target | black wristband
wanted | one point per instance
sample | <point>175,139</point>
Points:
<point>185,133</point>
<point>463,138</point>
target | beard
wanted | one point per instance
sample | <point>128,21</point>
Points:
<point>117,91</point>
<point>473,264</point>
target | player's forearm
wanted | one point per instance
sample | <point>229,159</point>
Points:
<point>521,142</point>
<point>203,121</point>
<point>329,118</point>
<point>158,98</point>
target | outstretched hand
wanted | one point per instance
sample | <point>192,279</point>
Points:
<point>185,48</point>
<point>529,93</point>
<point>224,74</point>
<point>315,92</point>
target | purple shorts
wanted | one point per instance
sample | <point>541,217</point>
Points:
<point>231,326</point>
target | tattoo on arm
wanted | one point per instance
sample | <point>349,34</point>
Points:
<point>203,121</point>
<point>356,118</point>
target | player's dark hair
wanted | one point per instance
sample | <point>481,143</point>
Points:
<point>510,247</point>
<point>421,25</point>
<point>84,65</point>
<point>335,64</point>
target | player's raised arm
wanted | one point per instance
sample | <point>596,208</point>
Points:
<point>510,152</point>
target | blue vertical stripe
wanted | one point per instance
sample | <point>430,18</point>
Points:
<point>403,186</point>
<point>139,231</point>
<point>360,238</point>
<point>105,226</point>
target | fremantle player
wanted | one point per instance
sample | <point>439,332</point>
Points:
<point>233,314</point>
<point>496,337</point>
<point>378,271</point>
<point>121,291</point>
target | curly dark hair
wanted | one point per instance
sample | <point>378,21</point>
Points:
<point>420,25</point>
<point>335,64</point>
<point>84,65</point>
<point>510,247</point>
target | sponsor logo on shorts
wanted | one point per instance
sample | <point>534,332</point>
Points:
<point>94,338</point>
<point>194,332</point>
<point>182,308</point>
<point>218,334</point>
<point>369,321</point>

══════════

Repeat only the lines above, from the first line of the entries through the line that contains "sample | <point>534,332</point>", including both ends.

target | black wristband
wanted | one point per instance
sample | <point>175,139</point>
Points:
<point>185,133</point>
<point>463,138</point>
target | beard
wanted | one point per instance
sample | <point>128,21</point>
Points:
<point>117,91</point>
<point>473,264</point>
target | player's forearm
wanted | one point per instance
sample | <point>229,159</point>
Points:
<point>521,142</point>
<point>203,121</point>
<point>329,118</point>
<point>158,98</point>
target | outstretched hand
wanted | one point per instance
sample | <point>192,279</point>
Points:
<point>185,48</point>
<point>529,93</point>
<point>224,74</point>
<point>315,92</point>
target | purple shorts
wanted | one point per instance
sample | <point>541,217</point>
Points:
<point>231,326</point>
target | tattoo on arm
wanted | one point per instance
sample | <point>349,34</point>
Points:
<point>203,121</point>
<point>356,118</point>
target | player's dark hair
wanted | one point per instance
sample | <point>481,143</point>
Points:
<point>510,247</point>
<point>421,25</point>
<point>84,65</point>
<point>335,64</point>
target | player's raised arm
wanted | one point per instance
sample | <point>596,208</point>
Points:
<point>510,152</point>
target | blue vertical stripe
wanted | one point per instance
sample | <point>430,18</point>
Points:
<point>403,186</point>
<point>139,231</point>
<point>360,238</point>
<point>105,226</point>
target | fremantle player
wanted | one point per instance
sample | <point>439,332</point>
Points:
<point>233,314</point>
<point>496,337</point>
<point>378,271</point>
<point>121,291</point>
target | curly dark hair
wanted | one point per instance
sample | <point>378,21</point>
Points:
<point>420,25</point>
<point>335,64</point>
<point>84,65</point>
<point>510,247</point>
target | sponsor logo on shorts
wanted | one point per instance
sample | <point>534,332</point>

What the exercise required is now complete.